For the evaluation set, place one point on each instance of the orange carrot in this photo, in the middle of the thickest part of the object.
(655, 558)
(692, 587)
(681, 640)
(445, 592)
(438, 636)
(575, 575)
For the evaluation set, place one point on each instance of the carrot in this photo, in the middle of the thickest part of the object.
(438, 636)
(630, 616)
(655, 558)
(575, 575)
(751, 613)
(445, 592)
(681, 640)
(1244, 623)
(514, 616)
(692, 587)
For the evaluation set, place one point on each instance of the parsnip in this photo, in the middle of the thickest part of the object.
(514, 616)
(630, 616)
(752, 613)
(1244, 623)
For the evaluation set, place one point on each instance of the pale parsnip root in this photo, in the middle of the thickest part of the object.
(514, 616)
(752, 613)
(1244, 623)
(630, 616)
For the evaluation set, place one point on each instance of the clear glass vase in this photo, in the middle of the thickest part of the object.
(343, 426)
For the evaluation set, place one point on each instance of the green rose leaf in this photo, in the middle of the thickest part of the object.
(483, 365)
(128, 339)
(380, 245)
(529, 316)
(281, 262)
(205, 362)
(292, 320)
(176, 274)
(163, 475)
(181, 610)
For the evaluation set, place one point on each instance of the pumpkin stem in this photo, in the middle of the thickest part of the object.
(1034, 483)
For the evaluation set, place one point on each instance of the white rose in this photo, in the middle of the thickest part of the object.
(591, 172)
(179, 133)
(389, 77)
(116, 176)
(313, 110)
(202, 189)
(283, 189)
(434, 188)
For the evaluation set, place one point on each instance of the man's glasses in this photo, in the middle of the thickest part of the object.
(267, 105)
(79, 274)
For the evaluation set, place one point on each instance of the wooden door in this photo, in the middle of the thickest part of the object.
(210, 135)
• • •
EXERCISE :: Return every line of the listing above, word for word and in the same order, with nothing left out or changed.

FULL SOLUTION ::
For the evaluation set, place one point on each instance of the orange carrot in this photo, in the middle of the thickest part of the object.
(655, 558)
(692, 587)
(681, 640)
(445, 592)
(438, 636)
(575, 575)
For the evaluation set, place one point on each instance of the carrot in this photo, in the middle of the thickest part of the object.
(438, 636)
(630, 616)
(655, 558)
(575, 575)
(751, 613)
(445, 592)
(681, 640)
(1244, 623)
(514, 616)
(692, 587)
For the evaluation set, place one point on each instance of the parsnip in this photo, in the middle of the thickest part of the object.
(514, 616)
(630, 616)
(752, 613)
(1244, 623)
For the evaluation set, place one point on each instance of the pale parsnip root in this photo, in the middle of the thickest part of the object.
(514, 616)
(752, 613)
(1244, 623)
(630, 616)
For the evaluation set, place one point on each instance of the clear glass vase in this photo, in the middle of the thickest part of the object.
(343, 426)
For the evaluation set, place one point on each instance of the green rose leaf in this photo, in the middle of the thickest part of the object.
(483, 365)
(128, 339)
(380, 245)
(529, 316)
(281, 262)
(205, 362)
(292, 320)
(176, 274)
(163, 475)
(181, 610)
For the evaluation set, place one point on each instance of the pumpkin stem in this photo, in the middle of the thickest part of the object.
(1034, 483)
For the evaluation set, place one point on each instance of the white rose in this photo, in the middle of the thickest part of the object.
(591, 172)
(179, 133)
(389, 77)
(116, 176)
(313, 110)
(202, 189)
(283, 189)
(434, 188)
For the evaluation set, place one point on each instance of the man's glasses in this photo, in the middle of the thickest part of the object.
(267, 105)
(79, 274)
For the evaluation set, place one point on each instance of the wooden door in this photo, in the middle of the thickest part of the object.
(210, 135)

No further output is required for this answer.